WHAT YOU WILL DO:
Exclude the pictures, then copy all remaining records exactly.

RECORD SET:
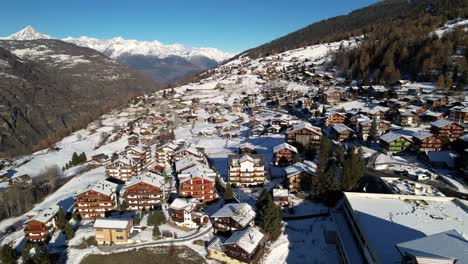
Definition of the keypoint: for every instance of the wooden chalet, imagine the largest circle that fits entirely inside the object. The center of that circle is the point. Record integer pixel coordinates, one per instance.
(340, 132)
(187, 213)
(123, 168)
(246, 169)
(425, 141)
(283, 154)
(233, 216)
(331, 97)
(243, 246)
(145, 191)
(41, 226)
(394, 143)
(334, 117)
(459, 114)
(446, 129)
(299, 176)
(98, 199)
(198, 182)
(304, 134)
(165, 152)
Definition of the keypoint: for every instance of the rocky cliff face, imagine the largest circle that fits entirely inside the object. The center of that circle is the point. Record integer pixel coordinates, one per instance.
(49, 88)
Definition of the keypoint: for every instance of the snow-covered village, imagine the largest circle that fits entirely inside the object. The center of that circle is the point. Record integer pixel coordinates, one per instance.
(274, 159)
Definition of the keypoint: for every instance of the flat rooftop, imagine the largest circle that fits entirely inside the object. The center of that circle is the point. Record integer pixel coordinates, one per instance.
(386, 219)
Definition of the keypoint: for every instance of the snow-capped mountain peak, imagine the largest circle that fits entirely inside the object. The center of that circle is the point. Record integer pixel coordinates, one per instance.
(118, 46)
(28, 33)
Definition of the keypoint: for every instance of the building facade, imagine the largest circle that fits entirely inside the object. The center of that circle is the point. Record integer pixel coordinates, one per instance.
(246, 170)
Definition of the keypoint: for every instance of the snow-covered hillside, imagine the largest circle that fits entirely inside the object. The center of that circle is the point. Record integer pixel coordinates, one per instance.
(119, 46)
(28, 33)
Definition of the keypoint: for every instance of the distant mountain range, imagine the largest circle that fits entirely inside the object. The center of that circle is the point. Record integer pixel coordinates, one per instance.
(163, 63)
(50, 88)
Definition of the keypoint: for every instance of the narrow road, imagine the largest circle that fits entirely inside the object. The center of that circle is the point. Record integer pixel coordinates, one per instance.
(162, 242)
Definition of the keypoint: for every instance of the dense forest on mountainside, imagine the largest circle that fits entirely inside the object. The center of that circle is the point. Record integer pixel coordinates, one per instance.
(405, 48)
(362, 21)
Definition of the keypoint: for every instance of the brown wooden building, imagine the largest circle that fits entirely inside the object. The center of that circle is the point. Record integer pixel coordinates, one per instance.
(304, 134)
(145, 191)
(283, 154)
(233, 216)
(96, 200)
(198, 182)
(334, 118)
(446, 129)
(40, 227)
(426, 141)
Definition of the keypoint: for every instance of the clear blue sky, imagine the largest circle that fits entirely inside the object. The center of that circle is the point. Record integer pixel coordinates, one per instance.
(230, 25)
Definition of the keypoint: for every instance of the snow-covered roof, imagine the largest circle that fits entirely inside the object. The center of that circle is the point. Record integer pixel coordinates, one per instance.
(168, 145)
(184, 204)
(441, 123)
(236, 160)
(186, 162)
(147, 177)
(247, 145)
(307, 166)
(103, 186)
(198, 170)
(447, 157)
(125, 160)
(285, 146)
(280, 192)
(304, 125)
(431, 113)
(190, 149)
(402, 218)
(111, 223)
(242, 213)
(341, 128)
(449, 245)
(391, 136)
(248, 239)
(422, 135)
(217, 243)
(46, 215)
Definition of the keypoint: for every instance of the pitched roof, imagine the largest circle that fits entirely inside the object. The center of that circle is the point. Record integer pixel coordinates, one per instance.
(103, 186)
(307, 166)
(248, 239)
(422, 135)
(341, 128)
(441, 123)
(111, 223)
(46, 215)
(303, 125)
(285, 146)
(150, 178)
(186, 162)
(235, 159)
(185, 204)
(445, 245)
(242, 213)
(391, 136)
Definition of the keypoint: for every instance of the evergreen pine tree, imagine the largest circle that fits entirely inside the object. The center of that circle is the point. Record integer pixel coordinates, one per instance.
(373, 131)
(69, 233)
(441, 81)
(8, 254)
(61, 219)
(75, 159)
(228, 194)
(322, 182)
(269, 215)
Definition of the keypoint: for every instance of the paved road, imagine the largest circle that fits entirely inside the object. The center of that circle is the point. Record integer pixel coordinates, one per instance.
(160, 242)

SOLUTION TO THE PROBLEM:
Definition of the keypoint: for every instance of the wooden chalet, imagine the largest circle that fits entirely inside the object. The center of that circle is the point. Record integer pixel coordinates, one per instance.
(340, 132)
(187, 213)
(123, 168)
(246, 169)
(425, 141)
(283, 154)
(233, 216)
(331, 97)
(243, 246)
(145, 191)
(41, 226)
(394, 143)
(334, 117)
(459, 114)
(446, 129)
(299, 176)
(98, 199)
(198, 182)
(304, 134)
(165, 152)
Definition of the keypoint: for every instance of the rocky cliff face, imagine the largest circle that fits entirely inside the object. The center of that circle is the point. Record integer pixel coordinates, one per instance.
(49, 88)
Definition of the keypoint: for every instance of the snow-covered village, imagine the largest circle that fits entirely inside the object. The center of that circle is the point. Record integer pixel coordinates, one per instance.
(274, 159)
Definition of the keypoint: for every instance of the flat rooftop, imagine the largest circle that fits entirely inside the object. The center of that circle is the point. Record integer pixel coordinates, one per instance.
(386, 219)
Definition of the keypoint: for every instance of the snow-capped mountain peak, imagine the largest circle that fits entirely inside the object. The center of that circle is the point. Record integer pixel coordinates, one per instance.
(118, 46)
(28, 33)
Definition of the keypoint: for every instance of the building facade, imagine the largest circle that fits entirely inside the object. The center of that circle is the point. Record integer pixel coordinates, one per instance.
(246, 170)
Definition of the keypoint: for every instance of the snow-covered hillside, imagine the largest circle that fits entirely inside the object. The center of that circle is the point. Record integer pixel coordinates, one per instance.
(119, 46)
(28, 33)
Definition of the keypoint: for every instance of the distant mountain range, imagine the largest circle that fits entirely inside the object. The center of that circle is the point. Record integer pixel coordinates, one per instance.
(163, 63)
(50, 88)
Definition of the keypoint: for every instance of the narrow road, imagine the largest circle that fits entirely inside the object. The center of that circle is the point. Record integer pixel coordinates, one per instance.
(162, 242)
Definition of the keypoint: for every instance of the dense forest on mountainside, imagine the largest circle that fits entirely inside the object. The center of that circle is the point. Record integer pixel coordinates, one per instance.
(405, 48)
(362, 21)
Definition of the keypoint: for every instance of the brown wooden building, imagine the largest circle that fits entirely inside the object. The center of that circle is the point. Record integer pixel coordinates, one per instance.
(304, 134)
(145, 191)
(283, 154)
(233, 216)
(96, 200)
(198, 182)
(334, 118)
(446, 129)
(40, 227)
(426, 141)
Definition of the keypoint: for every instance of the clear blue sky, imagine the largest circle that fits entirely inside the object. The center of that circle is the point. Record integer pixel coordinates, one per instance.
(230, 25)
Definition of the keypoint: for every instance of the snow-covered roof, imagine the largest circle that fits entirely inside the object. The center of that circle is the point. Record integer pixel coordinates, one per instance.
(168, 145)
(184, 204)
(441, 123)
(236, 160)
(186, 162)
(147, 177)
(247, 145)
(307, 166)
(103, 186)
(198, 170)
(447, 157)
(125, 160)
(285, 146)
(280, 192)
(304, 125)
(431, 113)
(190, 149)
(402, 218)
(111, 223)
(242, 213)
(341, 128)
(449, 245)
(391, 136)
(248, 239)
(422, 135)
(217, 243)
(46, 215)
Definition of the keypoint: for every instance of the pitched roof, imagine the largest circle that fits entirely inside the object. The center of that circle is the point. Record integer pixel coordinates, one per instance.
(103, 186)
(307, 166)
(248, 239)
(422, 135)
(341, 128)
(441, 123)
(111, 223)
(46, 215)
(303, 125)
(285, 146)
(150, 178)
(186, 162)
(235, 159)
(185, 204)
(445, 245)
(242, 213)
(391, 136)
Definition of the keypoint: for every instance of the evergreen pine tree, imagine the largest circle that fits entirely inside the object. The center of that circle is the point. Record integer pixel coordinates, one per instance.
(373, 131)
(69, 233)
(441, 81)
(8, 254)
(61, 219)
(75, 159)
(228, 194)
(322, 182)
(269, 215)
Definition of the keypoint: for every instance of the paved road, imagine the largest circle that fits entirely inside the object. The center of that circle is the point. Record integer pixel coordinates, one per instance.
(160, 242)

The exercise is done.